• _INPUT DATA_
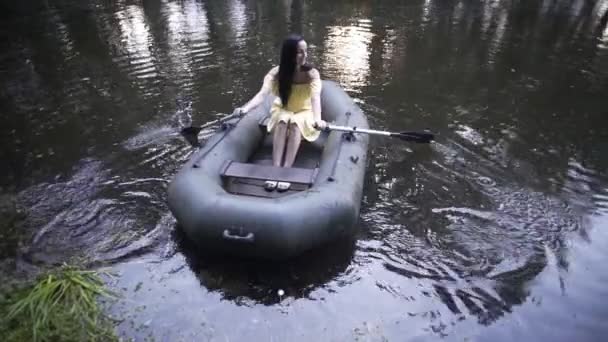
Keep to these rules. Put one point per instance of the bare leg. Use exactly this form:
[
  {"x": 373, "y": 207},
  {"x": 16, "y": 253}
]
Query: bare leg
[
  {"x": 293, "y": 144},
  {"x": 278, "y": 143}
]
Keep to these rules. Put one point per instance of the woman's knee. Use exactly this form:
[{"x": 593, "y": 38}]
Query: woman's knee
[
  {"x": 293, "y": 128},
  {"x": 281, "y": 126}
]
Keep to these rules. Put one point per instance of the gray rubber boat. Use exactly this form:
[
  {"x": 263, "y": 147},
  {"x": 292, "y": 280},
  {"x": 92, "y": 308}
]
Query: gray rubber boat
[{"x": 219, "y": 198}]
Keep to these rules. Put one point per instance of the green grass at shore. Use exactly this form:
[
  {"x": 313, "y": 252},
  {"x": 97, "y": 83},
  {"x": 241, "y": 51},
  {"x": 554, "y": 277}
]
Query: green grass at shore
[{"x": 61, "y": 305}]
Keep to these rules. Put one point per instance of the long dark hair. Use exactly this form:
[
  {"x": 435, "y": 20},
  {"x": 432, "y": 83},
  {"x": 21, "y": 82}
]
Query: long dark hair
[{"x": 287, "y": 67}]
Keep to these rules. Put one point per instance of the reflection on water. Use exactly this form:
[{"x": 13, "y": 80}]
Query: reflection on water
[
  {"x": 188, "y": 41},
  {"x": 498, "y": 222},
  {"x": 237, "y": 21},
  {"x": 347, "y": 54},
  {"x": 136, "y": 46}
]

• _WHAT THIS TASK INVOLVES_
Would you set down the records exactly, with no pictures included?

• _RESULT OF THIS TASK_
Keep to these rules. Put one point per instance of the bare leg. Use exactly this form:
[
  {"x": 373, "y": 207},
  {"x": 16, "y": 253}
]
Query: bare leg
[
  {"x": 293, "y": 144},
  {"x": 278, "y": 143}
]
Keep to these rules. Put one point per instance of the woman's knee. Use exactly this form:
[{"x": 593, "y": 38}]
Query: woman's knee
[
  {"x": 293, "y": 128},
  {"x": 281, "y": 126}
]
Keep to these rules. Put one point per instance of the gray rubber boat. Use exactly this form:
[
  {"x": 263, "y": 147},
  {"x": 292, "y": 280},
  {"x": 92, "y": 308}
]
Query: gray rubber boat
[{"x": 219, "y": 198}]
Keep to these rules. Put one point per instance of the green grass at shore. Use exactly this form:
[
  {"x": 313, "y": 252},
  {"x": 97, "y": 83},
  {"x": 241, "y": 51},
  {"x": 554, "y": 277}
]
Query: green grass at shore
[{"x": 61, "y": 305}]
Keep to these rules. Put one point per instance of the long dark hair. Use exactly this form:
[
  {"x": 435, "y": 20},
  {"x": 432, "y": 83},
  {"x": 21, "y": 82}
]
Query: long dark hair
[{"x": 287, "y": 67}]
Keep to these rules. Put one point per instance of the reflection on water. Use exactly this form:
[{"x": 13, "y": 80}]
Query: reflection on water
[
  {"x": 188, "y": 41},
  {"x": 498, "y": 222},
  {"x": 237, "y": 21},
  {"x": 347, "y": 54},
  {"x": 136, "y": 46}
]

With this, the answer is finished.